— TEXT SECTION —
┏━━
Christoph Cluse (2010)
Genealogische Entfremdung: Zur Sklaverei in städtischen Gesellschaften Italiens (13.-15. Jh.)
In: Unfreiheit und Sexualität von der Antike bis zur Gegenwart, ed. by Josef Fischer and Melanie Ulz, pp. 123-140, Olms, Hildesheim. Sklaverei - Knechtschaft - Zwangsarbeit; 6.
Genealogical alienation: Slavery in Italian urban societies (thirteenth to fifteenth centuries)
The author argues that studying human sexuality in historical contexts offers a perspective which allows to identify constituent elements in human slavery. Medieval documents from the maritime trading cities of Northern and Central Italy show that slaves, overwhelmingly female, employed in the urban households were highly vulnerable to sexual exploitation, harassment, or seduction. Their vulnerability is, however, not adequately explained by the concept of ownership, or by the classic legal distinction between freedom and unfreedom. Taking the lead from Orlando Patterson’s definition of slavery as „the permanent, violent domination of natally alienated and generally dishonored persons“ and Claude Meillassoux’ anthropological model, it is argued that documents from medieval Italy do indeed reveal constituent elements of slavery which lie deeper than the legal idiom of ownership. Natal alienation appeared in the disruption of genealogical ties, whereas lack of honour resulted from the fact that a slave’s sexuality lay outside the mechanisms of relevant matrimonial and familial relationships. Both elements combine to result in the „social death“ of the slave.
┗━━
— EXPLORE THE MATERIAL —
1. Decide whether each statement agrees with the slavery abstract, answering yes or no and quoting the deciding words: (a) the slaves in urban households were mostly male; (b) the author holds that their vulnerability is fully explained by the concept of ownership; (c) the documents come from maritime trading cities of Northern and Central Italy.
2. In the slavery abstract, what do the two elements named in the last sentence combine to produce?
3. Please rewrite the slavery abstract's paragraph beginning "The author argues that studying human sexuality" as a short list that keeps its main facts.
The material after this comes from a separate source and is unrelated to the slavery abstract.

— SOURCE DATA —
┏━━
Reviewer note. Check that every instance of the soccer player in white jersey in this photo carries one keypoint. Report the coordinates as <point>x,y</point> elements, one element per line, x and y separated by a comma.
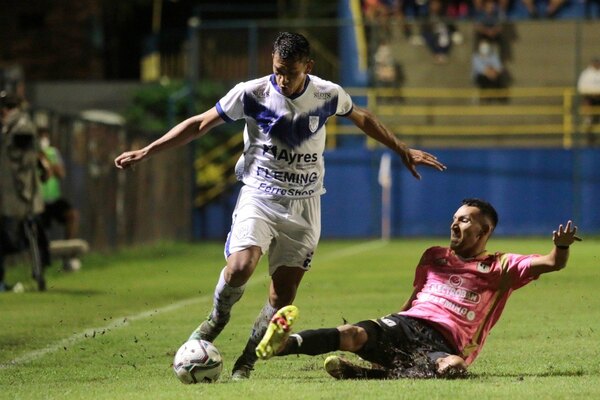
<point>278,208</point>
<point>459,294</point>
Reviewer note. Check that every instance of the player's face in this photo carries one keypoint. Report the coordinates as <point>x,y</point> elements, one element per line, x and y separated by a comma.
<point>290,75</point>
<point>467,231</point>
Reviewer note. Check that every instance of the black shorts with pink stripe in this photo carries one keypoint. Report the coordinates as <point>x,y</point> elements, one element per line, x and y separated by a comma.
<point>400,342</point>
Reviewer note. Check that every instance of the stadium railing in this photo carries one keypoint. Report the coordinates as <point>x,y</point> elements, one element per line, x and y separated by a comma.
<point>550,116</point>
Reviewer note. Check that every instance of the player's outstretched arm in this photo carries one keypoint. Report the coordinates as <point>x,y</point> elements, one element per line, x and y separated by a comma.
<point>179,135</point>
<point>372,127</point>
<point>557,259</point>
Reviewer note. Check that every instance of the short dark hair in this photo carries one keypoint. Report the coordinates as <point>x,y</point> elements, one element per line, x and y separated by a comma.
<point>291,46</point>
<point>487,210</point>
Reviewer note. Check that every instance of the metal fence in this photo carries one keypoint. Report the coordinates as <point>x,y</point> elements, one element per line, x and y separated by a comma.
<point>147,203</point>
┗━━
┏━━
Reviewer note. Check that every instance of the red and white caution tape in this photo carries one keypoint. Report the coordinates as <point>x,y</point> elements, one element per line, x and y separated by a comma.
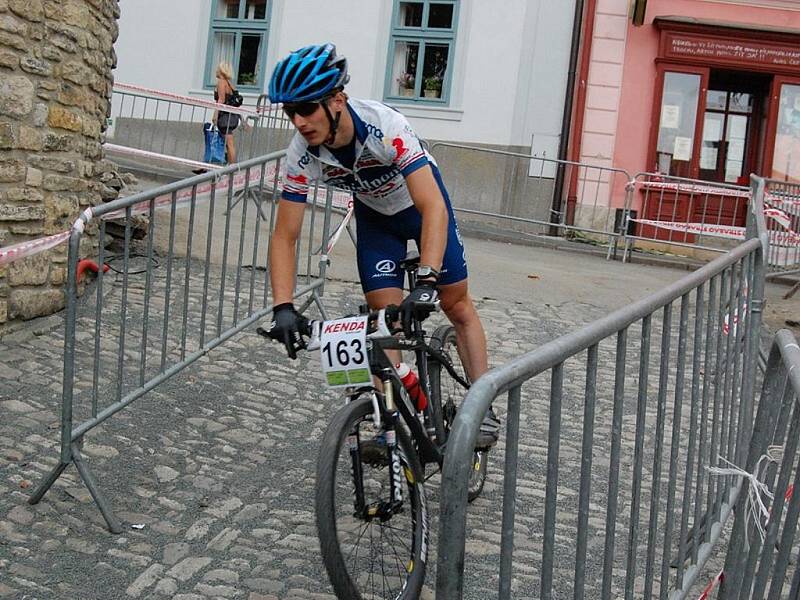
┗━━
┏━━
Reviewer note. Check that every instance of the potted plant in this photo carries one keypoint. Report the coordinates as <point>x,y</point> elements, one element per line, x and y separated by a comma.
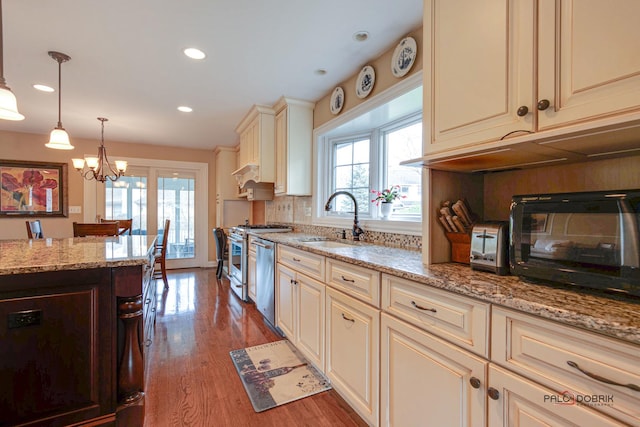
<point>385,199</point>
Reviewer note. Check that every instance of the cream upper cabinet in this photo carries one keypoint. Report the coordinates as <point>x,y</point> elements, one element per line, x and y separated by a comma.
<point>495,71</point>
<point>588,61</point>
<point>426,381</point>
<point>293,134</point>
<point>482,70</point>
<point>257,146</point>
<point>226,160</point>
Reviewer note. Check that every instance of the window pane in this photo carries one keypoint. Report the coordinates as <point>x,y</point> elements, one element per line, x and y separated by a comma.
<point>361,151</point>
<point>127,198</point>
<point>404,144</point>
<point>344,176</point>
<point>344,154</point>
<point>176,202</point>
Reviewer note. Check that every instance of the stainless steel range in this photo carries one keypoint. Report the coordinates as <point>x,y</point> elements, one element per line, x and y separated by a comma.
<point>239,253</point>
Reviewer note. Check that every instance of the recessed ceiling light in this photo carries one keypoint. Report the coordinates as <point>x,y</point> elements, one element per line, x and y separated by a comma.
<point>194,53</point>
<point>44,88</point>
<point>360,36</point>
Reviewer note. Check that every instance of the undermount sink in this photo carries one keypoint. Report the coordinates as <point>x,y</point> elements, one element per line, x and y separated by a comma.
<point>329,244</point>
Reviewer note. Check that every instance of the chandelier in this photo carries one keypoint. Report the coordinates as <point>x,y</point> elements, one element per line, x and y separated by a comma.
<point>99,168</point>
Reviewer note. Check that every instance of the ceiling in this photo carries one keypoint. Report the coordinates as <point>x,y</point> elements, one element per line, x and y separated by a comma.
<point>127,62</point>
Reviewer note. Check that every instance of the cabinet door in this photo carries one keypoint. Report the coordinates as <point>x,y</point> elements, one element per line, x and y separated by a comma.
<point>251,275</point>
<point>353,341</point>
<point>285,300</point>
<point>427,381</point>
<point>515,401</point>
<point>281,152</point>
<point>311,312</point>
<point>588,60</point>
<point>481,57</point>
┗━━
— RESPONSES TO THE TASKS —
1.
(a) No: "slaves, overwhelmingly female, employed in the urban households"
(b) No: "Their vulnerability is, however, not adequately explained by the concept of ownership"
(c) Yes: "Medieval documents from the maritime trading cities of Northern and Central Italy"

2. They combine to produce the "social death" of the slave.

3.
- Studying sexuality in historical contexts helps identify constituent elements of slavery.
- Medieval documents from the maritime trading cities of Northern and Central Italy show that slaves in urban households, overwhelmingly female, were highly vulnerable to sexual exploitation, harassment, or seduction.
- Neither ownership nor the legal distinction between freedom and unfreedom adequately explains this vulnerability.
- Following Orlando Patterson's definition of slavery and Claude Meillassoux' anthropological model, the author argues that the documents reveal elements of slavery deeper than the legal idiom of ownership.
- Natal alienation appeared as the disruption of genealogical ties.
- Lack of honour came from a slave's sexuality lying outside relevant matrimonial and familial relationships.
- Together these elements result in the "social death" of the slave.